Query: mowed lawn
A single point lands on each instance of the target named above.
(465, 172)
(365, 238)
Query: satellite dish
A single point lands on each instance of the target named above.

######

◆ Task item ◆
Scan the material above for the string "Query" and return the lines that hold it.

◆ Result of this task ◆
Query: mowed lawn
Query: satellite dish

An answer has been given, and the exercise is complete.